:: TASK BRIEF ::
List every article title in the series outline of the AI introduction page below.

* Start EXCERPTED PASSAGE *

Steven Morse personal website and research notes

1 - AI and Machine Learning: the big ideas

Series: A (Slightly) Technical Intro to AI

  1. AGI, Specialized AI, and Machine Learning: the big ideas
  2. Peeking under the hood with a linear model
  3. Expanding the framework: bigger data, bigger models
  4. Getting crazy: (Deep) neural networks
  5. A Safari Tour of Modern ML Models
  6. Ethics, Limitations, and the Future of AI

Artificial intelligence (AI) buzz is in crescendo, and for good reason. Watching a steering wheel move expertly even as your hands pull away is like being a child again, seeing the white rabbit emerge from the empty black hat. Many feel compelled to publicly pontificate on what else AI might conjure and the effects in their realms of expertise.

The problem is, although there are thousands of think-pieces on the high-level implications of AI in fields from healthcare to nuclear deterrence, and thousands of technical research articles on state-of-the-art innovations, there are extremely few resources in between. Occasionally an article will make a valiant attempt to explain some specific aspect of the actual mathematics in layman’s terms, but the language and mathematics is left very broad and the linkage remains muddy.

In this series I’ll try to bridge a bit of this gap between hype and understanding.

This article is written for anyone who is interested in AI research, has no technical training in the subject, but has some latent aptitude or fondness for technical details — perhaps a STEM undergraduate degree, or an MBA, or even just a love for puzzles and a fondly remembered high school algebra teacher — and would like to know a little more about what’s going inside the magician’s hat of contemporary AI.

Generalized vs. Specialized AI

Let’s get something straight

We have to be honest about what AI is before understanding how it works. The computer engineering used to create modern specialized AI like autonomous vehicles and digital assistants is as distant from the technology required to produce the generalized AI of our Westworld and Skynet fantasies as the Apollo mission’s technology was from sending a manned mission to Alpha Centauri.

Artificial General Intelligence (AGI) — or you may hear “strong AI” — refers to … well, no one can decide how exactly to define it, but it means (perhaps) a machine that can think and learn and act like a human, maybe even attain consciousness (whatever that might mean).

Do we have any way to measure a computer’s intelligence? Can a machine think? Is this meaningful to ask? After all, we are comfortable saying machines can fly (a drone), but we wouldn’t say machines can swim, even though autonomous boats exist — is this all just a semantic riddle?

* End EXCERPTED PASSAGE *
* Start MATERIAL PROVIDED *

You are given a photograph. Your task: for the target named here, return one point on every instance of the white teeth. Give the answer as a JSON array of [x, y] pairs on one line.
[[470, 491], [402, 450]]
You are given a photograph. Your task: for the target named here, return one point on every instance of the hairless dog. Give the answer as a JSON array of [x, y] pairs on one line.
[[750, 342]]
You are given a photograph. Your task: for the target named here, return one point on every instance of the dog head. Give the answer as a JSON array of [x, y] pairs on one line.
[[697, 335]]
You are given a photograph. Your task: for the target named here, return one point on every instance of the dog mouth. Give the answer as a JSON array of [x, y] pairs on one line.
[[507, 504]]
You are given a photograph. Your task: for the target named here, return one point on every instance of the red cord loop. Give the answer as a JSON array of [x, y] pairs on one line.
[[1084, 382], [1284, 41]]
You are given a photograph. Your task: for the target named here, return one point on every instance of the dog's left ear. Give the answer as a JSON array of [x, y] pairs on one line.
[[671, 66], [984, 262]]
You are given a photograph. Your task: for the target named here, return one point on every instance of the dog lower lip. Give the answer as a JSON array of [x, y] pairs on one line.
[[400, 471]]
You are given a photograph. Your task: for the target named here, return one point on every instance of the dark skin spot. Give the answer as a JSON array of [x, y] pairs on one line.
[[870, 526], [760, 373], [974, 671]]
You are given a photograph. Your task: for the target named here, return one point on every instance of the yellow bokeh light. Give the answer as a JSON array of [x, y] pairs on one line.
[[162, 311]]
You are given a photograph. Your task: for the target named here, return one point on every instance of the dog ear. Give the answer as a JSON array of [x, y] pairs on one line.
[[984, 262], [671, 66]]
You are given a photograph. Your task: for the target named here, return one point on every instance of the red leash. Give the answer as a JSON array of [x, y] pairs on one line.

* End MATERIAL PROVIDED *

:: WRITTEN ANSWER ::
1. AGI, Specialized AI, and Machine Learning: the big ideas
2. Peeking under the hood with a linear model
3. Expanding the framework: bigger data, bigger models
4. Getting crazy: (Deep) neural networks
5. A Safari Tour of Modern ML Models
6. Ethics, Limitations, and the Future of AI